» TASK DIRECTIONS
Output each entry exactly; skip nothing.
========
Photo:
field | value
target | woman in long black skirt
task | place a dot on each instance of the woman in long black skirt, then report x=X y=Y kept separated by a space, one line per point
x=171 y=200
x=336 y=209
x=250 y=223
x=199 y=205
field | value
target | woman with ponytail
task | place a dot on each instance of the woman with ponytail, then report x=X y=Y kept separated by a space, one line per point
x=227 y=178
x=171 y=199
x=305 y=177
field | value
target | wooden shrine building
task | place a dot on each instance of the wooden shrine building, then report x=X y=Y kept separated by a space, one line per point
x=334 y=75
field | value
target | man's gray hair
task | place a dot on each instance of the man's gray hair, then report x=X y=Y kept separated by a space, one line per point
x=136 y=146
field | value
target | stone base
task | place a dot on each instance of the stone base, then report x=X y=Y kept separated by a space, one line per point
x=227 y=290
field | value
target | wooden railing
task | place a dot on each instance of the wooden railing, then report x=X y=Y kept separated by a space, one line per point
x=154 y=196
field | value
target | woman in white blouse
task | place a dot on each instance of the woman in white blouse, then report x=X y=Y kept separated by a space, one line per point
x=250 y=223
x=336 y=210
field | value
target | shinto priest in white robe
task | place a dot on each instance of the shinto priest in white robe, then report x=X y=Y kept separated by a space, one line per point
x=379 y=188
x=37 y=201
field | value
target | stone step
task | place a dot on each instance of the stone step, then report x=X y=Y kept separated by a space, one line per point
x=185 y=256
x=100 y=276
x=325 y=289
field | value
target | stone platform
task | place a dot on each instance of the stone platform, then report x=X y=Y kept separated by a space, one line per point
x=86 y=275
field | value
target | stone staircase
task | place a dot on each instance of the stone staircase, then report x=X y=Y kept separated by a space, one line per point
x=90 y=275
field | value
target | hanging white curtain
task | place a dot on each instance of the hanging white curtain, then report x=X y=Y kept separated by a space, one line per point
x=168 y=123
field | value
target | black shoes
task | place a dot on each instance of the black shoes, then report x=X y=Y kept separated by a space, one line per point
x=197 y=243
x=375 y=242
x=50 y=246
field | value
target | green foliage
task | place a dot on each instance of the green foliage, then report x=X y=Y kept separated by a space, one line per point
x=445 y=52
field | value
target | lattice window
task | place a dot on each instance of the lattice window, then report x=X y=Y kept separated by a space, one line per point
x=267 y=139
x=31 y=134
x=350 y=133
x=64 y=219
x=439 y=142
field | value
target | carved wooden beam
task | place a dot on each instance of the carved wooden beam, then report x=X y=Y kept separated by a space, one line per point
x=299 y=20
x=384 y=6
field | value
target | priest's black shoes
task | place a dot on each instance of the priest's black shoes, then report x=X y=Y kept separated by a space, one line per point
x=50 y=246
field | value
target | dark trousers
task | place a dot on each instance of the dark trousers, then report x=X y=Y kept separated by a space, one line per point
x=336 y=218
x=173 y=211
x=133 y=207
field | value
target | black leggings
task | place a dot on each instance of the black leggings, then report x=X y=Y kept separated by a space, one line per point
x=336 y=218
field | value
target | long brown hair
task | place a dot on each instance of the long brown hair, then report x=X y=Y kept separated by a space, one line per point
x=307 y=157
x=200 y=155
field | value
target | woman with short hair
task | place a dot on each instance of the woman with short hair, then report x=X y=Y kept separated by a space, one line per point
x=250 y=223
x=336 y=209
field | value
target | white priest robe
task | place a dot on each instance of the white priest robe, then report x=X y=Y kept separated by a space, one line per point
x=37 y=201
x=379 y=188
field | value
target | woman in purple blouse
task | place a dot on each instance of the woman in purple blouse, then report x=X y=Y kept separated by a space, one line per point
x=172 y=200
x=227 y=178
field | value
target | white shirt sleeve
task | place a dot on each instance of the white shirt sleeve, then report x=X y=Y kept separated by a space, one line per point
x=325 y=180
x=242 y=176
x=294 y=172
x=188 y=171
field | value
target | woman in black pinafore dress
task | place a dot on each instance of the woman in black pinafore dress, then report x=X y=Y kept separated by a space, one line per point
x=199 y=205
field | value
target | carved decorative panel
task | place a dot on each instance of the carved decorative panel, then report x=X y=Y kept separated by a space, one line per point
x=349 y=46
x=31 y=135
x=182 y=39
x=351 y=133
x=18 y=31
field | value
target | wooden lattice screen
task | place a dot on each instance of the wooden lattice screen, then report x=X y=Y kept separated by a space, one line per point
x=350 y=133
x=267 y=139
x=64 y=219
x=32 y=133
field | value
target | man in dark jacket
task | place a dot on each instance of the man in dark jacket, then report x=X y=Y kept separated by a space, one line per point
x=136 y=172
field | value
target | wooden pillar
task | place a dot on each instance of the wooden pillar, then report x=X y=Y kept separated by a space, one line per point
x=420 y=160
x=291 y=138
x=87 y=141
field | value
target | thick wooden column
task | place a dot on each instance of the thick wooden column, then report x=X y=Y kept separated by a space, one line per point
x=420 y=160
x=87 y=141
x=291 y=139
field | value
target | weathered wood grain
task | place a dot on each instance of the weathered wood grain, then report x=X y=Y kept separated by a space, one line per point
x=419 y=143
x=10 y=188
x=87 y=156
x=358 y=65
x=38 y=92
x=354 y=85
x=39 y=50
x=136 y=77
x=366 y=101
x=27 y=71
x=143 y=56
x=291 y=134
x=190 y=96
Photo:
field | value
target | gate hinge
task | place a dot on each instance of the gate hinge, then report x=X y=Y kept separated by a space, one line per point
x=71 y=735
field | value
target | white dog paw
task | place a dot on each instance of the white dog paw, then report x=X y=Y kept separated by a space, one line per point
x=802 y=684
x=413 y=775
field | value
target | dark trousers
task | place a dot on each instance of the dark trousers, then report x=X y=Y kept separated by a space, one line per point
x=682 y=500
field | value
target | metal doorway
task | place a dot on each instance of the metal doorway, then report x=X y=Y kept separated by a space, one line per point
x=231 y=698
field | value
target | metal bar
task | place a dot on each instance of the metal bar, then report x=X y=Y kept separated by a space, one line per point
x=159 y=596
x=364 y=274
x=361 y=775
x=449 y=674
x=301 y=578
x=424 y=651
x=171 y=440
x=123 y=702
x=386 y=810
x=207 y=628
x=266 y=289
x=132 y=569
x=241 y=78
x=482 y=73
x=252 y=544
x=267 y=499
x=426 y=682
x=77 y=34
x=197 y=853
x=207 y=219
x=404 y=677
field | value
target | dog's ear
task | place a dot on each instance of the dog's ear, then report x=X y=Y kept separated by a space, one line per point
========
» ANSWER FOR THE TASK
Photo:
field | value
target | woman in long black skirt
task | place a dot on each instance of the woman in long black skirt, then report x=X y=Y kept separated by a space, one line per point
x=171 y=200
x=336 y=209
x=250 y=223
x=199 y=205
field | value
target | woman with ponytail
task | place a dot on each instance of the woman with ponytail, then report x=X y=Y kept separated by a space, one line per point
x=227 y=178
x=171 y=199
x=305 y=177
field | value
target | wooden shrine building
task | place a dot on each instance of the wooden shrine building, then report x=X y=Y kept separated by a space, one line per point
x=334 y=75
field | value
target | man's gray hair
task | place a dot on each instance of the man's gray hair, then report x=X y=Y kept separated by a space, one line per point
x=136 y=146
field | value
target | stone base
task | place a dot on each instance of the stone base, then report x=X y=Y kept separated by a space, one line per point
x=227 y=290
field | value
target | wooden railing
task | place a dot on each instance of the wooden railing, then report x=X y=Y kept separated by a space, one line per point
x=154 y=196
field | value
target | woman in white blouse
task | place a dot on each instance of the woman in white blouse, then report x=X y=Y kept separated by a space, one line per point
x=250 y=223
x=336 y=210
field | value
target | shinto priest in white robe
task | place a dot on each instance of the shinto priest in white robe, then report x=X y=Y kept separated by a space, one line per point
x=379 y=188
x=37 y=201
field | value
target | stone step
task | place a dot on each instance of the stone step, then report x=X y=Y kept separated by a space, one line per point
x=185 y=256
x=100 y=276
x=325 y=289
field | value
target | stone platform
task | place a dot on each instance of the stone platform, then report x=X y=Y kept separated by a space, one line per point
x=86 y=275
field | value
target | stone staircase
task | place a dot on each instance of the stone staircase, then report x=X y=Y kept separated by a space, one line per point
x=90 y=275
field | value
target | hanging white curtain
task | place a dot on each instance of the hanging white curtain, then report x=X y=Y kept separated by a space, one line per point
x=168 y=123
field | value
target | black shoes
task | place a dot on each instance of the black shoes, then report x=X y=Y kept separated by a space, one line per point
x=197 y=243
x=375 y=242
x=50 y=246
field | value
target | green foliage
task | place a dot on each instance of the green foliage, then report x=X y=Y kept separated by a space, one line per point
x=445 y=52
field | value
target | lattice window
task | place a dot on each instance of the lattice window, then report x=X y=Y kept separated by a space, one line per point
x=267 y=139
x=31 y=134
x=350 y=133
x=64 y=219
x=439 y=142
field | value
target | carved wooden beam
task | place a dot on each instance of the carved wooden beam, then report x=X y=Y kept separated by a space, one line per point
x=299 y=20
x=384 y=6
field | value
target | priest's black shoes
task | place a dot on each instance of the priest's black shoes, then report x=X y=Y kept separated by a space, one line per point
x=50 y=246
field | value
target | dark trousers
task | place a dot on each instance of the dark trousers, then report x=X y=Y kept separated by a space, one line per point
x=336 y=218
x=173 y=211
x=133 y=207
field | value
target | black leggings
task | place a dot on each instance of the black leggings, then report x=X y=Y kept separated by a space, one line per point
x=336 y=218
field | value
target | long brown hair
task | place a dot on each instance of the long brown hair, then report x=X y=Y kept separated by a space, one line per point
x=307 y=157
x=200 y=155
field | value
target | woman with short hair
task | place a dot on each instance of the woman with short hair, then report x=X y=Y kept separated by a space, one line per point
x=250 y=223
x=336 y=209
field | value
target | white priest robe
task | place a dot on each instance of the white priest robe, then report x=X y=Y kept separated by a space, one line per point
x=37 y=201
x=379 y=188
field | value
target | woman in purple blouse
task | place a dot on each instance of the woman in purple blouse, then report x=X y=Y kept separated by a space, one line per point
x=172 y=200
x=227 y=178
field | value
target | white shirt sleeve
task | place a dot on each instance of the white shirt sleeve, then report x=X y=Y kept separated by a space, one line per point
x=325 y=180
x=242 y=176
x=294 y=172
x=188 y=171
field | value
target | woman in black pinafore dress
task | place a dot on each instance of the woman in black pinafore dress, then report x=X y=Y kept separated by a space, one line per point
x=199 y=205
field | value
target | carved decorative panel
task | place a dot on each instance of the carved decorative panel, then report x=X y=Y kept separated by a space, one line per point
x=349 y=46
x=31 y=135
x=182 y=39
x=351 y=133
x=18 y=31
field | value
target | wooden lattice screen
task | place a dot on each instance of the wooden lattice screen, then report x=X y=Y kept separated by a space, one line per point
x=350 y=133
x=267 y=139
x=64 y=219
x=32 y=133
field | value
target | man in dark jacket
task | place a dot on each instance of the man in dark jacket, then report x=X y=Y kept separated by a space, one line per point
x=136 y=172
field | value
target | wooden pillar
task | place a dot on each instance of the wooden pillar, then report x=X y=Y kept separated by a space, one line per point
x=420 y=160
x=291 y=138
x=87 y=141
field | value
target | thick wooden column
task | place a dot on each instance of the thick wooden column, then report x=X y=Y kept separated by a space, one line per point
x=420 y=160
x=87 y=141
x=291 y=139
field | value
target | weathered wood grain
task | place a dot on each instance of the weathered wood grain, then report x=X y=Y kept separated by a space, one line per point
x=419 y=143
x=10 y=188
x=87 y=156
x=358 y=65
x=38 y=92
x=354 y=85
x=39 y=50
x=136 y=77
x=366 y=101
x=27 y=71
x=143 y=56
x=291 y=134
x=190 y=96
Photo:
field | value
target | gate hinge
task | place a dot on each instance of the gate hinge, then report x=X y=Y kept separated by a space, one line per point
x=71 y=735
field | value
target | white dog paw
task | place a dot on each instance of the white dog paw, then report x=X y=Y kept separated by a space, one line per point
x=802 y=684
x=413 y=775
field | value
target | dark trousers
task | place a dot on each instance of the dark trousers, then report x=X y=Y kept separated by a space, one line per point
x=682 y=500
field | value
target | metal doorway
task | place a dot on each instance of the metal doorway, then report x=X y=Y kept separated by a space, one line per point
x=231 y=698
field | value
target | metal bar
task | place a dot on each instance of the metal bar, then report x=X y=Y kept separated by a space, one line per point
x=159 y=596
x=364 y=274
x=361 y=775
x=449 y=674
x=301 y=578
x=424 y=651
x=171 y=440
x=123 y=702
x=386 y=810
x=207 y=628
x=266 y=289
x=132 y=569
x=241 y=78
x=482 y=73
x=252 y=544
x=267 y=499
x=426 y=682
x=77 y=34
x=197 y=853
x=207 y=219
x=404 y=677
field | value
target | dog's ear
task | place a dot on each instance of the dog's ear, then report x=X y=Y kept separated by a space, one line per point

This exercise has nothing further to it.